# localhost nicht aufrufbar



## yuro (7. März 2013)

Servus,

und zwar hab ich folgendes Problem.

Ich kann http://localhost/ nicht aufrufen, obwohl ich mein XAMPP gestartet habe.

ständig wird weitergeleitet auf diese Webseite: http://navigationshilfe1.t-online.de/dnserror?url=http://www.localhost/

was muss ich machen?!


----------



## tombe (7. März 2013)

Such mal nach einer Datei mit Namen "hosts" (ohne Endung), die müsste im Verzeichnis c:\windows\system32\drivers\etc liegen.

Schau da mal nach ob es für localhost bzw. 127.0.0.1 einen Eintrag gibt!?


----------



## yuro (7. März 2013)

da stehen nur kommentare:
# localhost name resolution is handled within DNS itself.
#	127.0.0.1       localhost
#	::1             localhost

wenn ich http://localhost/ eingebe ruft er xampp auf.. wenn ich localhost in die adresszeile eingebe kommt diese scheiss meldung.

vor ner halben stunde ging es aber ohne probleme! ich konnte meine selbsterstellte Seite testen... jetzt gehts nicht mehr.


----------



## yuro (7. März 2013)

Ich bau mit CodeIgniter gerade ne Seite. Dann hat mir vorhin einer zu meinem Problem gesagt das ich ne htaccess datei brauche die folgendes beinhaltet:

 <IfModule mod_rewrite.c>
 RewriteEngine On
 RewriteCond %{HTTP_HOST} !^www\.
 RewriteRule ^(.*)$ http://www.%{HTTP_HOST}/$1 [R=301,L]

 RewriteCond %{REQUEST_URI} ^/(system|application|html_store)
 RewriteRule ^(.*)$ index.php?/$1 [L]
 #RewriteRule ^(.*)$ /index.php?/$1 [L]
 #RewriteRule ^(.*)$ /index.php?$1 [L]

 RewriteCond %{REQUEST_FILENAME} !-f
 RewriteCond %{REQUEST_FILENAME} !-d
 RewriteRule ^(.*)$ index.php?/$1 [L]
 #RewriteRule ^(.*)$ /index.php?/$1 [L]
 #RewriteRule ^(.*)$ /index.php?$1 [L]
</IfModule>  


und jetzt funktioniert dieser ordner /ci im localhost nicht mehr. Ich kann ihn nicht mehr aufrufen und wenn ich localhost ohne http:// eingebe ruft er mir auch localhost nicht auf.

Was hab ich denn da jetzt verstellt?!


----------



## ikosaeder (11. März 2013)

yuro hat gesagt.:


> wenn ich http://localhost/ eingebe ruft er xampp auf.. wenn ich localhost in die adresszeile eingebe kommt diese scheiss meldung.
> .


Hast du zwischenzeitlich etwas installiert? Manch eine Toolbar bringt eine Suchfunktion für die Adressleiste mit. Wenn du nur ein wort wie localhost eingibst, versucht er erst gar nicht die Adresse aufzulösen, sondern sucht im Internet danach. Wenn du dagegen http://localhost eingibst wird es als URL interpretiert und dann richtig aufgerufen.


----------



## finnenfreund (11. März 2013)

hast du mal den port check gestartet? skype z.b. blockt sehr gern den port 80 von haus aus. sonst hast du auch noch im apache ordner log datein, da kannst mal reinschauen. sollte zumindest dir nen hinweis geben was da nicht stimmt.


----------



## ikosaeder (12. März 2013)

Bist du sicher, das Xampp auf port 80 lauscht? Mein Xampp kam defaultmäßig mit 8080
und der Aufruf muss entsprechend localhost:8080 lauten, zumindest bei mir.


----------

» **Vorliegende Datensätze**

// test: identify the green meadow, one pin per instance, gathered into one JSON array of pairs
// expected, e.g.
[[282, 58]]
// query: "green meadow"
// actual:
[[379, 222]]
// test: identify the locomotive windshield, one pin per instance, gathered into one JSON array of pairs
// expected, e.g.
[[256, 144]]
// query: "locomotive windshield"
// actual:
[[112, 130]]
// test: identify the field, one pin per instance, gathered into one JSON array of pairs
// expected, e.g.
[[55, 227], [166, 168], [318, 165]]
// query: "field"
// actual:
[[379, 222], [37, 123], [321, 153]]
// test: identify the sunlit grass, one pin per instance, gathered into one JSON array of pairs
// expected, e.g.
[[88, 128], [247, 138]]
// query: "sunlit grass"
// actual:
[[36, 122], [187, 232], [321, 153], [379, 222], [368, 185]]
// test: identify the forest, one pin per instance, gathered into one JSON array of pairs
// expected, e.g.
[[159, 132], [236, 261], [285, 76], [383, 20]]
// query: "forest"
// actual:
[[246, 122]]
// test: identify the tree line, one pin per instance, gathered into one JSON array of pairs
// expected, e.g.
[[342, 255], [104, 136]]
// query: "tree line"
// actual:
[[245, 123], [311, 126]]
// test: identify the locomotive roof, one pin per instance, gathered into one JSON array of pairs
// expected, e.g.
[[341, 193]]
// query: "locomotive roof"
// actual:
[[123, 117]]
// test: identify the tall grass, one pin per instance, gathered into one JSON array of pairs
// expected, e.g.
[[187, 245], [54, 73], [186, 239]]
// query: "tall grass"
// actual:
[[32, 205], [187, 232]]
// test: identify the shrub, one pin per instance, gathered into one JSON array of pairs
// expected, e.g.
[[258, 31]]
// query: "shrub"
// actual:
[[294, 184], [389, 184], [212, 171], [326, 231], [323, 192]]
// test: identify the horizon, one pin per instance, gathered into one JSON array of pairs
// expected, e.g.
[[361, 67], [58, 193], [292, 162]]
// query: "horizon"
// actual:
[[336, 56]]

» **Schriftliche Aufgabe 1**
In welchem Verzeichnis sollte die Datei "hosts" laut dem Forenthread liegen?
» **Schriftliche Aufgabe 2**
Gib aus dem Forenthread den Teil wortgetreu aus, der mit den Worten "ständig wird weitergeleitet" beginnt und mit "tombe (7. März 2013)" endet.
» **Schriftliche Aufgabe 3**
Prüfe anhand des Forenthreads, ob die folgenden Aussagen zutreffen, und antworte jeweils mit Ja oder Nein samt den entscheidenden Worten als wörtlichem Zitat:
(a) Das XAMPP von ikosaeder lief standardmäßig auf Port 8080.
(b) In der hosts-Datei von yuro stand ein aktiver Eintrag für localhost.
(c) Laut finnenfreund blockiert Skype gern den Port 80.

» **Endergebnis 1**
Im Verzeichnis c:\windows\system32\drivers\etc.

» **Endergebnis 2**
ständig wird weitergeleitet auf diese Webseite: http://navigationshilfe1.t-online.de/dnserror?url=http://www.localhost/

was muss ich machen?!


----------



## tombe (7. März 2013)

» **Endergebnis 3**
(a) Ja: "Mein Xampp kam defaultmäßig mit 8080"
(b) Nein: "da stehen nur kommentare"
(c) Ja: "skype z.b. blockt sehr gern den port 80 von haus aus"